* **Problems to work on**:
A. In the Grey Dawn II article, do these statements agree with the text? (i) Horatio Luro trained Grey Dawn in the USA. (ii) Grey Dawn won the Grand Critérium in 1965. (iii) Gertrude Widener kept homes in New York City and Paris. For each, answer yes or no and quote the deciding words.
B. Reproduce the Grey Dawn II article starting at "Grey Dawn (1962–1991)" and ending at "Two-Year-Old Colt honors.".

- Sire: Herbager
- Grandsire: Vandale
- Dam: Polamia
- Damsire: Mahmoud
- Sex: Stallion
- Foaled: 1962
- Country: France
- Colour: Gray
- Breeder: Gertrude T. Widener
- Owner: Gertrude T. Widener
- Trainer: 1) Etienne Pollet (France) 2) Horatio Luro (USA)
- Record: 22: 8-4-1
- Earnings: US$201,620 (equivalent)

Major wins
- Prix de la Salamandre (1964) Prix Morny (1964) Grand Critérium (1964) Prix de Fontainebleau (1965) Brandywine Turf Handicap (1966)

Awards
- French Champion Two-Year-Old Colt (1964) Leading broodmare sire in North America (1990)

= Grey Dawn II =

French-bred Thoroughbred racehorse

Grey Dawn (1962–1991) was a French Thoroughbred Champion racehorse who was the only horse ever to beat Sea-Bird.

==Background==
Grey Dawn was bred and raced by American Gertrude Widener, a member by marriage of the prominent racing Widener family. She maintained homes and racing stables in New York City and Paris. Grey Dawn was trained by Etienne Pollet.

==Racing career==
In 1964, Grey Dawn defeated Sea-Bird in the Grand Critérium. He also won the Prix de la Salamandre and Prix Morny to earn French Champion Two-Year-Old Colt honors.

* **Supplied material**:
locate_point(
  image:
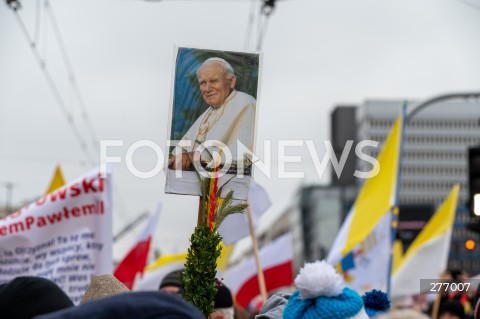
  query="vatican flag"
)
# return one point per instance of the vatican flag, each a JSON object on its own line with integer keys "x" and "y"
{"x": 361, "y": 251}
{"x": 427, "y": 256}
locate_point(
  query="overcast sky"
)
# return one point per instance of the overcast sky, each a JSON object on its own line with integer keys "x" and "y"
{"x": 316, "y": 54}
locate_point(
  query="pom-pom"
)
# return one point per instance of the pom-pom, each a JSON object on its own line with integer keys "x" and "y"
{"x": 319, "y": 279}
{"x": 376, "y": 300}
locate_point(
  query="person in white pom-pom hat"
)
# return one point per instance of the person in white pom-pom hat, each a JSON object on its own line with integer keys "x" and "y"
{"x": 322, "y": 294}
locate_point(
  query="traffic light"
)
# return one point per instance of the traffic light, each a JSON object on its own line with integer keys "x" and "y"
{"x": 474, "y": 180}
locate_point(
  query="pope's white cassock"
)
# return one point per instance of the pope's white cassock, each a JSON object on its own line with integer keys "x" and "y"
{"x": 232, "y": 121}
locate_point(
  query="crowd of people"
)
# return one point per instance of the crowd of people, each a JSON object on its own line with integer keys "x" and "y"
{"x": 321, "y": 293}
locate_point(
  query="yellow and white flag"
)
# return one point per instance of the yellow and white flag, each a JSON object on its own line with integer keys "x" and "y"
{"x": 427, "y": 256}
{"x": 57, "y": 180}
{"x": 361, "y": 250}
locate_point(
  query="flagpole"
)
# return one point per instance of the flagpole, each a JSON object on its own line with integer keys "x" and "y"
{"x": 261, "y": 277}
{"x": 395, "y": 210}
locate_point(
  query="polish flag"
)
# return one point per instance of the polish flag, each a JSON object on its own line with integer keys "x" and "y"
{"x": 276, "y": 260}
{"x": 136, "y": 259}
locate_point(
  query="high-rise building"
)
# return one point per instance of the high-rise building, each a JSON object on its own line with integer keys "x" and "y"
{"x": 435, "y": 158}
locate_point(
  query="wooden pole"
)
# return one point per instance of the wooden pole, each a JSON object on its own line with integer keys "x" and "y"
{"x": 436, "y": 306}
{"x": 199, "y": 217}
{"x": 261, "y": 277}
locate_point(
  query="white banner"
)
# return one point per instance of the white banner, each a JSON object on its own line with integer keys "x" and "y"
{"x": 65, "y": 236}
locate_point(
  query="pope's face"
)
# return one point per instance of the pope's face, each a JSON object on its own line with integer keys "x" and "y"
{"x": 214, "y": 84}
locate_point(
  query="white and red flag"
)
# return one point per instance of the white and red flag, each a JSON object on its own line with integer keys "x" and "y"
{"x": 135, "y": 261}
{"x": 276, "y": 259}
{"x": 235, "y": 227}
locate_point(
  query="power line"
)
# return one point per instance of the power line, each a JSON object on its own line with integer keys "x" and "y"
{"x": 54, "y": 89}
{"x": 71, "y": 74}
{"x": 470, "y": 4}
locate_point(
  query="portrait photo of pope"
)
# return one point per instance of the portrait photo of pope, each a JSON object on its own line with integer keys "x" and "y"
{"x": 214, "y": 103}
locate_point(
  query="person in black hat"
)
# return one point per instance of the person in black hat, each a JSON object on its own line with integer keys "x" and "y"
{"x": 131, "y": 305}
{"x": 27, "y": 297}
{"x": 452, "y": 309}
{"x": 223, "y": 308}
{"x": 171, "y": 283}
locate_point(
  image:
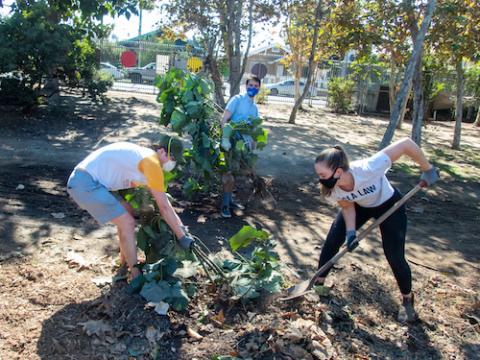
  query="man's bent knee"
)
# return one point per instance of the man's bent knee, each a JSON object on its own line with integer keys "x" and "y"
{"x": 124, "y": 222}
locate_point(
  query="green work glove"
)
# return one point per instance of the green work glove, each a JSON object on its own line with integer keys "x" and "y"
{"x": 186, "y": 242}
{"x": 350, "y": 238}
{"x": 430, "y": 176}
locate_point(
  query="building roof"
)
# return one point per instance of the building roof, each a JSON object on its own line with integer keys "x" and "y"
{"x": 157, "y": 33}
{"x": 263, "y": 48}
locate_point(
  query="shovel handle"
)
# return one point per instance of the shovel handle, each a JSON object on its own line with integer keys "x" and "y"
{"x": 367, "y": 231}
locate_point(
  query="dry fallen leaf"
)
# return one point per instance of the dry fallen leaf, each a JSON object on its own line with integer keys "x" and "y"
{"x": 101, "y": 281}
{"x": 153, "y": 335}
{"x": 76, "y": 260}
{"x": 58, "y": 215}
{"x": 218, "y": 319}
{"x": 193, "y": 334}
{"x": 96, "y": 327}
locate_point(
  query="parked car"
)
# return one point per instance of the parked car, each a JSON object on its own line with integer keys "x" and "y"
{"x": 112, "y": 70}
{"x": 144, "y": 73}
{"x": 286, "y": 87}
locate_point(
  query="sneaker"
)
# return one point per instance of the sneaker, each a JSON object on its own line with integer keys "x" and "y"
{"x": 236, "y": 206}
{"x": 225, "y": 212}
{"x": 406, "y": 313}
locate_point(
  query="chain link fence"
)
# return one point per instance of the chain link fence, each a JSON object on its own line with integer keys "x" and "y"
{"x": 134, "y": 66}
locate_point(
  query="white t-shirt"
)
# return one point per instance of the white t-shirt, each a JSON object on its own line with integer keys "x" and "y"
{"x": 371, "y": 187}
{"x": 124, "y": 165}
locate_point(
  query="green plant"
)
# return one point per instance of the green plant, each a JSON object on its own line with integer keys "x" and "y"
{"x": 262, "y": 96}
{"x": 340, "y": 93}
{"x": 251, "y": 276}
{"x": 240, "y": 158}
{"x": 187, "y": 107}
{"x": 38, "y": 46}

* **Task-by-task answers**:
A.
(i) Yes: "2) Horatio Luro (USA)"
(ii) No: "Grand Critérium (1964)"
(iii) Yes: "She maintained homes and racing stables in New York City and Paris."

B.
Grey Dawn (1962–1991) was a French Thoroughbred Champion racehorse who was the only horse ever to beat Sea-Bird.

==Background==
Grey Dawn was bred and raced by American Gertrude Widener, a member by marriage of the prominent racing Widener family. She maintained homes and racing stables in New York City and Paris. Grey Dawn was trained by Etienne Pollet.

==Racing career==
In 1964, Grey Dawn defeated Sea-Bird in the Grand Critérium. He also won the Prix de la Salamandre and Prix Morny to earn French Champion Two-Year-Old Colt honors.